## YOUR INSTRUCTIONS
Revise the part of the entries that opens with the line containing "Reviewer note: check that every instance of the tiled" and runs through the last entry, replacing "keypoint" with "marker" and keeping everything else the same.

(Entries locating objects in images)
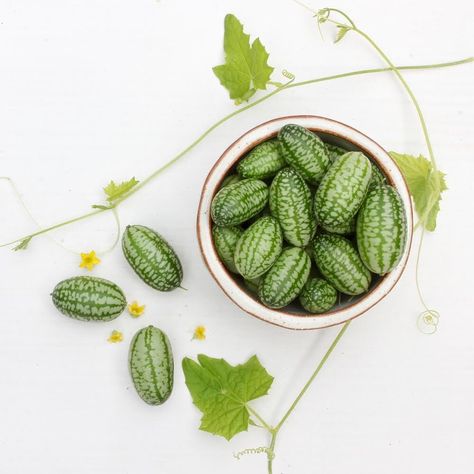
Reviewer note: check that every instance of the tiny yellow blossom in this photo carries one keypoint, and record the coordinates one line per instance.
(89, 260)
(115, 336)
(135, 309)
(200, 333)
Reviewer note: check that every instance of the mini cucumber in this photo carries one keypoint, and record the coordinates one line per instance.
(89, 298)
(334, 151)
(377, 178)
(340, 264)
(342, 190)
(291, 204)
(285, 280)
(152, 258)
(304, 151)
(258, 248)
(264, 161)
(252, 285)
(225, 241)
(230, 179)
(318, 296)
(238, 202)
(151, 365)
(343, 229)
(381, 229)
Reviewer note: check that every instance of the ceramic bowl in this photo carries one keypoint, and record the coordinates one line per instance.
(293, 317)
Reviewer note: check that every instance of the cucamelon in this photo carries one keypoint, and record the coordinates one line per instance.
(377, 177)
(151, 365)
(258, 248)
(342, 190)
(381, 229)
(334, 151)
(285, 280)
(318, 296)
(225, 241)
(340, 264)
(347, 227)
(152, 258)
(89, 298)
(264, 161)
(304, 151)
(230, 179)
(252, 285)
(238, 202)
(291, 204)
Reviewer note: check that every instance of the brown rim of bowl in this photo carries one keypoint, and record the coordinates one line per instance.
(243, 152)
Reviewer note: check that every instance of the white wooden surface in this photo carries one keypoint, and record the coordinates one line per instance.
(92, 91)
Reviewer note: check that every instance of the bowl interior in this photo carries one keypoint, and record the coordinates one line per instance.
(293, 316)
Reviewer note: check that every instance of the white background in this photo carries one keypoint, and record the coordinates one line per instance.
(98, 90)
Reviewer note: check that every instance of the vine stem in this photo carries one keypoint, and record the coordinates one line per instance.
(274, 431)
(289, 85)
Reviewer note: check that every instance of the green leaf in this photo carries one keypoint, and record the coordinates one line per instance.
(115, 191)
(23, 245)
(424, 185)
(246, 68)
(221, 392)
(341, 32)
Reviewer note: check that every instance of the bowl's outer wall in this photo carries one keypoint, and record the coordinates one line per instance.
(339, 134)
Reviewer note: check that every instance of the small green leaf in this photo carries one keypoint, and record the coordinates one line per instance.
(341, 32)
(114, 191)
(424, 185)
(221, 392)
(23, 245)
(246, 68)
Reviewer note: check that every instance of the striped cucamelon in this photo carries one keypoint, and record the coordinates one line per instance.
(340, 264)
(225, 241)
(230, 179)
(151, 365)
(258, 248)
(285, 280)
(291, 204)
(238, 202)
(347, 227)
(377, 177)
(152, 258)
(318, 296)
(334, 151)
(89, 298)
(264, 161)
(252, 285)
(381, 229)
(342, 190)
(304, 151)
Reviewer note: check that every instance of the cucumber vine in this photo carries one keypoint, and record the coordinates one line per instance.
(429, 317)
(23, 241)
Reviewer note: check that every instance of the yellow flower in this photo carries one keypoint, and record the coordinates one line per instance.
(200, 333)
(115, 336)
(135, 309)
(89, 260)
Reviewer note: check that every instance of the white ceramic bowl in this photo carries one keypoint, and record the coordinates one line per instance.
(293, 318)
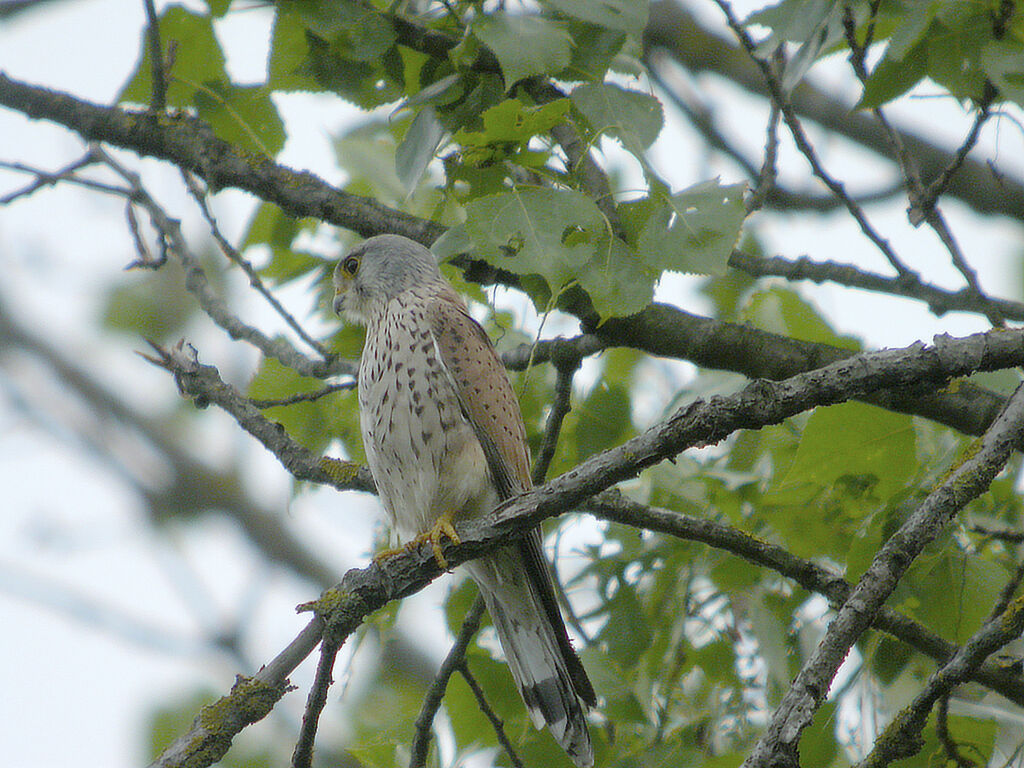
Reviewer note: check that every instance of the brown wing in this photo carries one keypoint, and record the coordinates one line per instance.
(483, 390)
(489, 404)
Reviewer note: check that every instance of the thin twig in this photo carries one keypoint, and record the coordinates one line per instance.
(923, 201)
(938, 186)
(158, 100)
(901, 738)
(942, 733)
(560, 407)
(302, 756)
(214, 305)
(204, 384)
(808, 690)
(614, 507)
(939, 300)
(1008, 592)
(806, 148)
(303, 396)
(496, 722)
(44, 178)
(767, 175)
(199, 195)
(1013, 537)
(432, 700)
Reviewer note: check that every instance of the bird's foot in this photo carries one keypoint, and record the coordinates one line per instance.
(435, 537)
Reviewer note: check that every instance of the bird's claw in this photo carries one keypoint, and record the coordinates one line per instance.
(435, 538)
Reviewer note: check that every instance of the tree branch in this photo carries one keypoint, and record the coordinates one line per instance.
(778, 744)
(901, 738)
(435, 694)
(700, 423)
(612, 506)
(189, 143)
(938, 299)
(674, 30)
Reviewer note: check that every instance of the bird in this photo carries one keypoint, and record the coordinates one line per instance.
(445, 441)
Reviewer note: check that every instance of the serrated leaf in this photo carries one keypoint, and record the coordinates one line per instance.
(694, 230)
(616, 281)
(548, 232)
(1003, 60)
(417, 147)
(524, 44)
(633, 118)
(625, 15)
(892, 78)
(855, 440)
(511, 121)
(592, 59)
(301, 59)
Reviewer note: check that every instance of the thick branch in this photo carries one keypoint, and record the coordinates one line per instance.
(902, 737)
(938, 299)
(673, 29)
(973, 476)
(189, 143)
(610, 505)
(700, 423)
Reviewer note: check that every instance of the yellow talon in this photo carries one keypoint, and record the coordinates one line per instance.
(442, 529)
(391, 552)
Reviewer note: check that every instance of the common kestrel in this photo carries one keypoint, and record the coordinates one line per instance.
(444, 440)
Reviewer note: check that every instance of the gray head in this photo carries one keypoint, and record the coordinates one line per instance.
(377, 270)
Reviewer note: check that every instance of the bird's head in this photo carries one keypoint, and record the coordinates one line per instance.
(377, 270)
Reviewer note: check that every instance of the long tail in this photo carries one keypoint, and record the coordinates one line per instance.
(516, 586)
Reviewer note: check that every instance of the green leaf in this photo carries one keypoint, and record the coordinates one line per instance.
(511, 121)
(605, 417)
(633, 118)
(854, 440)
(1003, 60)
(892, 78)
(244, 116)
(817, 741)
(548, 232)
(152, 304)
(199, 59)
(694, 230)
(594, 51)
(625, 15)
(616, 280)
(418, 146)
(304, 58)
(524, 44)
(354, 31)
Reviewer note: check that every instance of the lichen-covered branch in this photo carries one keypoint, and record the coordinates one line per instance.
(970, 478)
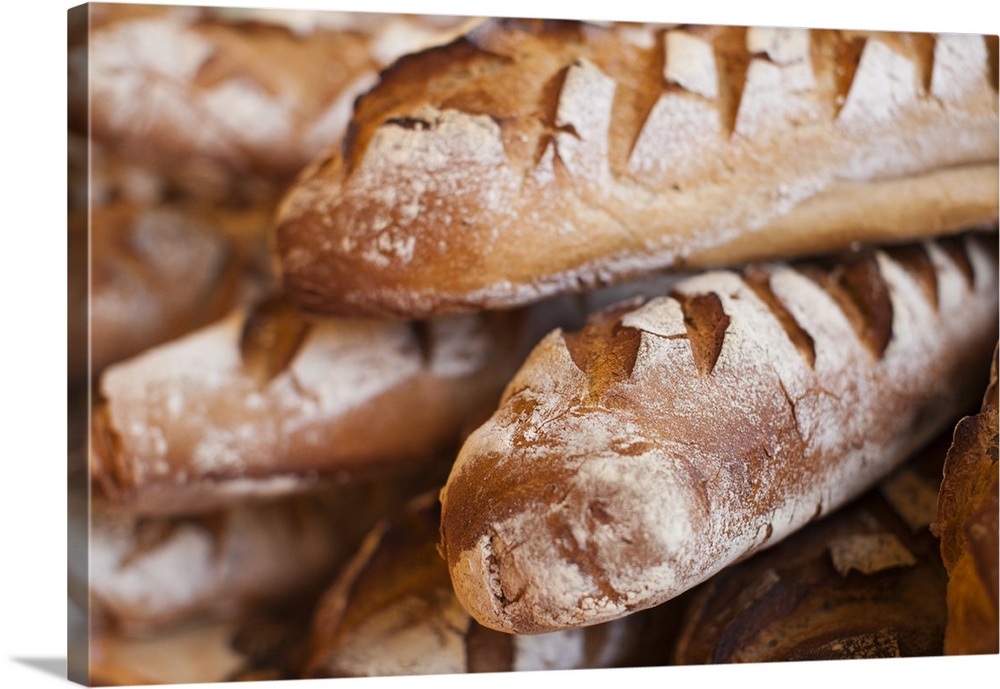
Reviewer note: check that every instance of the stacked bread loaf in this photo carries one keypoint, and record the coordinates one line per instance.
(633, 302)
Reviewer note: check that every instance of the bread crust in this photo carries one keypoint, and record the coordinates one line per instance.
(226, 93)
(967, 524)
(392, 611)
(631, 461)
(864, 582)
(270, 401)
(535, 157)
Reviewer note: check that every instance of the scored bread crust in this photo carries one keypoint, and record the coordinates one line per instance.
(634, 459)
(534, 157)
(270, 401)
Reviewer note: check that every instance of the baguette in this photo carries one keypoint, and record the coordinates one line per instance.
(634, 459)
(530, 158)
(270, 400)
(146, 576)
(157, 272)
(392, 611)
(968, 505)
(864, 582)
(220, 96)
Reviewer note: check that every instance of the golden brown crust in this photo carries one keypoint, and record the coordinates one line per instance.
(967, 524)
(616, 475)
(864, 582)
(219, 94)
(270, 400)
(535, 157)
(392, 611)
(158, 271)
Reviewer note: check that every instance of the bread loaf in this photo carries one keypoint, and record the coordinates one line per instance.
(145, 576)
(270, 400)
(215, 95)
(864, 582)
(968, 507)
(159, 271)
(534, 157)
(632, 460)
(392, 611)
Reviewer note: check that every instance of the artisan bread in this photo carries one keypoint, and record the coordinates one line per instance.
(392, 611)
(864, 582)
(968, 507)
(270, 400)
(220, 96)
(159, 271)
(632, 460)
(534, 157)
(146, 575)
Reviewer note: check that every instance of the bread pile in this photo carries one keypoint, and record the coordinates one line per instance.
(435, 345)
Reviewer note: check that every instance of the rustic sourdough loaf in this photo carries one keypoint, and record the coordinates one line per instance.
(222, 95)
(270, 400)
(633, 459)
(534, 157)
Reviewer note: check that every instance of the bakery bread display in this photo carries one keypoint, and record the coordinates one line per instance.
(216, 96)
(535, 157)
(864, 582)
(270, 400)
(632, 460)
(641, 313)
(967, 524)
(393, 612)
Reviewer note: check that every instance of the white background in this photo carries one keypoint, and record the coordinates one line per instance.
(33, 321)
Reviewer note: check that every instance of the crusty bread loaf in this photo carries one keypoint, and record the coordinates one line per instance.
(392, 611)
(157, 272)
(968, 507)
(534, 157)
(864, 582)
(634, 459)
(215, 94)
(271, 400)
(146, 575)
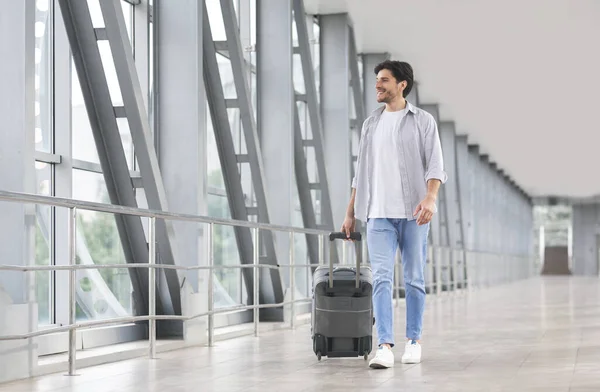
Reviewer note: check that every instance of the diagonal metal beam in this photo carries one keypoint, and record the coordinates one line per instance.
(304, 193)
(271, 289)
(88, 63)
(316, 127)
(143, 142)
(359, 105)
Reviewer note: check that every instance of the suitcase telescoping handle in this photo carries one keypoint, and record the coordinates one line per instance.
(355, 236)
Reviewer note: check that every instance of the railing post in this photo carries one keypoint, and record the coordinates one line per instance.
(321, 250)
(438, 270)
(72, 297)
(256, 288)
(292, 285)
(211, 261)
(454, 266)
(152, 285)
(397, 280)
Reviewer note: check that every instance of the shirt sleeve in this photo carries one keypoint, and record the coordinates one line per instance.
(434, 159)
(359, 157)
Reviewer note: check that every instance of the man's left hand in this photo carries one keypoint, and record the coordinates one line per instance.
(425, 208)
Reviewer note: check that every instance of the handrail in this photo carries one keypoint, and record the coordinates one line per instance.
(19, 197)
(74, 205)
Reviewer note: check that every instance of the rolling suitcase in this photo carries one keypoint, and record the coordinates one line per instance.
(342, 310)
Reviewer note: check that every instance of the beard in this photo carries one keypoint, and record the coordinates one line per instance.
(384, 96)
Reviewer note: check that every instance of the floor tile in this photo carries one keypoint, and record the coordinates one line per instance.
(536, 335)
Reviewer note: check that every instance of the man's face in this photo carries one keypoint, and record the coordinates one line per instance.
(388, 87)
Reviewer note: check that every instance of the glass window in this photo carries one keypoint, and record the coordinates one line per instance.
(43, 246)
(102, 293)
(228, 280)
(43, 76)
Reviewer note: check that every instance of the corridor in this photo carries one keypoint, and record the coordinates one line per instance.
(537, 335)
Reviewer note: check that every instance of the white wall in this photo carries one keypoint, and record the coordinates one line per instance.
(586, 231)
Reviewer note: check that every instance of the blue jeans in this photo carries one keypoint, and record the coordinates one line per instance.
(383, 238)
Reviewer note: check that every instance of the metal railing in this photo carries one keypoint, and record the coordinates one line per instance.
(434, 272)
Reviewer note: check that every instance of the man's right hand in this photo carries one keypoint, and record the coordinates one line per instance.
(348, 225)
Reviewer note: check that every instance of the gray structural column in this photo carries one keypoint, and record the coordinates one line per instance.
(17, 172)
(451, 188)
(18, 310)
(335, 109)
(452, 203)
(276, 113)
(370, 61)
(465, 179)
(474, 166)
(181, 127)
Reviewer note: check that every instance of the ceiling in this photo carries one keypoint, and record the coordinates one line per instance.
(520, 78)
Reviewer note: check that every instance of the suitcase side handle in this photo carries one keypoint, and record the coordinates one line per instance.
(338, 235)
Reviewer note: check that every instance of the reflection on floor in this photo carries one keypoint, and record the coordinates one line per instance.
(542, 334)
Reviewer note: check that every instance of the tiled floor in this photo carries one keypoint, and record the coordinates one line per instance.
(538, 335)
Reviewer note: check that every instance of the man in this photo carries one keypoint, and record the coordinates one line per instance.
(399, 171)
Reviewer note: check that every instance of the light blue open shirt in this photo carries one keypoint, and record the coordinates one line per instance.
(420, 159)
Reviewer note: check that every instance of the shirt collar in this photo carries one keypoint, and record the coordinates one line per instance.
(409, 106)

## EXERCISE ANSWER
Reviewer note: check that every instance of the tiled floor in this photo carries one marker, and record the coordinates one line per instance.
(538, 335)
Reviewer note: check that every instance of the man in this photo carries one marker, and record the coordinates one line per instance.
(399, 171)
Reviewer note: check that every instance of the light blue open shirt in this photo carries one marker, and record the coordinates one line per instance.
(420, 159)
Reviewer note: check that every instance of the shirt collar in this photo carries one marker, and record the coordinates one line per instance.
(409, 106)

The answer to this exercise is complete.